# What is asked:
Retype all the records with nothing changed.

# Provided entries:
--- begin ---

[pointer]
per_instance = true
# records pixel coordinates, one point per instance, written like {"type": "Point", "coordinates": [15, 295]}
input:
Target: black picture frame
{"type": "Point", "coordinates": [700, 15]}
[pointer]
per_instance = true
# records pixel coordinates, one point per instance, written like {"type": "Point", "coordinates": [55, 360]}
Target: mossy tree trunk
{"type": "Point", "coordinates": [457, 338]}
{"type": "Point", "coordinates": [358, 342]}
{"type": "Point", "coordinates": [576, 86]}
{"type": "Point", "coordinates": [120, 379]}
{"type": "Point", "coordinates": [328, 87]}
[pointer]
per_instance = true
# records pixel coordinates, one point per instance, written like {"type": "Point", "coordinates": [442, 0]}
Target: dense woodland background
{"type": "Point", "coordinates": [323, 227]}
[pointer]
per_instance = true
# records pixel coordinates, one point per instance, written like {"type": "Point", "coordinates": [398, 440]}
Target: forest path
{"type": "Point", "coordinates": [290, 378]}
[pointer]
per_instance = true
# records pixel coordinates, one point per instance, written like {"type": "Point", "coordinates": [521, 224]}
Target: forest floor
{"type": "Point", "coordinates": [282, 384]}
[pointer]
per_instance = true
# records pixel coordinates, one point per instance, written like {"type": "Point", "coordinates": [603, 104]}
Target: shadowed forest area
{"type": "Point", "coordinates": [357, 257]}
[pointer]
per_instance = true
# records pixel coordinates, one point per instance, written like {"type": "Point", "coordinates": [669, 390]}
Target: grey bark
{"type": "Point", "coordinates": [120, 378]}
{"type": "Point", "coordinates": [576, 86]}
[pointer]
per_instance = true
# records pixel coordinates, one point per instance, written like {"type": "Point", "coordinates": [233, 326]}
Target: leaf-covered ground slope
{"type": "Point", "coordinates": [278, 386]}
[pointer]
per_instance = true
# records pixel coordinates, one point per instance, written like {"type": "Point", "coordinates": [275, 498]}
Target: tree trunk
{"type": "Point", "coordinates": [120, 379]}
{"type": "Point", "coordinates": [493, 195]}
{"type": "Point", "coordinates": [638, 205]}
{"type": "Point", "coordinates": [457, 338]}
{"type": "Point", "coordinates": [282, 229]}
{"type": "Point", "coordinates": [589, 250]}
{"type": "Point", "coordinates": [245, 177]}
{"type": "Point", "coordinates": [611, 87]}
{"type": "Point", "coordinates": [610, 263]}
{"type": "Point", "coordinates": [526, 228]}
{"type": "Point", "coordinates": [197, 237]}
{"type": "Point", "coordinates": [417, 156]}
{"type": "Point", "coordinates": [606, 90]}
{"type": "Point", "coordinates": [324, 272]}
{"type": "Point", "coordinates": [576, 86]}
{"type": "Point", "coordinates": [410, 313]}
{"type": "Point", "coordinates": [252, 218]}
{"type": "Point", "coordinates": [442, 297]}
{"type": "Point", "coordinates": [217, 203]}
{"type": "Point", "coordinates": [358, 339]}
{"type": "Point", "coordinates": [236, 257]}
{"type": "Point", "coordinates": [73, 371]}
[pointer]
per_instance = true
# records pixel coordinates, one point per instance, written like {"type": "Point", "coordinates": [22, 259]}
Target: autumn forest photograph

--- end ---

# Exercise solution:
[pointer]
per_instance = true
# records pixel coordinates, one point per instance, written like {"type": "Point", "coordinates": [15, 295]}
input:
Target: black picture frame
{"type": "Point", "coordinates": [700, 15]}
[pointer]
per_instance = true
# records pixel coordinates, one point per instance, written like {"type": "Point", "coordinates": [55, 360]}
Target: mossy tree trunk
{"type": "Point", "coordinates": [457, 338]}
{"type": "Point", "coordinates": [358, 342]}
{"type": "Point", "coordinates": [576, 86]}
{"type": "Point", "coordinates": [120, 379]}
{"type": "Point", "coordinates": [328, 87]}
[pointer]
per_instance = true
# records pixel coordinates, one point per instance, written like {"type": "Point", "coordinates": [442, 0]}
Target: dense woodland background
{"type": "Point", "coordinates": [323, 227]}
[pointer]
per_instance = true
# records pixel coordinates, one point per instance, written like {"type": "Point", "coordinates": [398, 440]}
Target: forest path
{"type": "Point", "coordinates": [290, 378]}
[pointer]
per_instance = true
# records pixel coordinates, one point per instance, written like {"type": "Point", "coordinates": [521, 224]}
Target: forest floor
{"type": "Point", "coordinates": [282, 384]}
[pointer]
per_instance = true
# records pixel coordinates, one point per instance, written like {"type": "Point", "coordinates": [603, 104]}
Target: shadowed forest area
{"type": "Point", "coordinates": [357, 257]}
[pointer]
per_instance = true
# records pixel coordinates, one point per instance, written like {"type": "Point", "coordinates": [669, 390]}
Target: grey bark
{"type": "Point", "coordinates": [120, 378]}
{"type": "Point", "coordinates": [576, 86]}
[pointer]
per_instance = true
# records pixel coordinates, one point per instance, written like {"type": "Point", "coordinates": [233, 326]}
Target: leaf-covered ground slope
{"type": "Point", "coordinates": [278, 386]}
[pointer]
per_instance = true
# records pixel coordinates, one point per instance, written like {"type": "Point", "coordinates": [275, 498]}
Target: tree trunk
{"type": "Point", "coordinates": [120, 379]}
{"type": "Point", "coordinates": [493, 195]}
{"type": "Point", "coordinates": [638, 205]}
{"type": "Point", "coordinates": [457, 338]}
{"type": "Point", "coordinates": [282, 229]}
{"type": "Point", "coordinates": [589, 250]}
{"type": "Point", "coordinates": [245, 177]}
{"type": "Point", "coordinates": [611, 87]}
{"type": "Point", "coordinates": [610, 263]}
{"type": "Point", "coordinates": [526, 228]}
{"type": "Point", "coordinates": [197, 237]}
{"type": "Point", "coordinates": [417, 156]}
{"type": "Point", "coordinates": [606, 90]}
{"type": "Point", "coordinates": [324, 272]}
{"type": "Point", "coordinates": [576, 86]}
{"type": "Point", "coordinates": [410, 313]}
{"type": "Point", "coordinates": [252, 218]}
{"type": "Point", "coordinates": [442, 297]}
{"type": "Point", "coordinates": [217, 203]}
{"type": "Point", "coordinates": [358, 339]}
{"type": "Point", "coordinates": [236, 257]}
{"type": "Point", "coordinates": [73, 371]}
[pointer]
per_instance = true
# records pixel coordinates, one point per instance, written like {"type": "Point", "coordinates": [22, 259]}
Target: autumn forest photograph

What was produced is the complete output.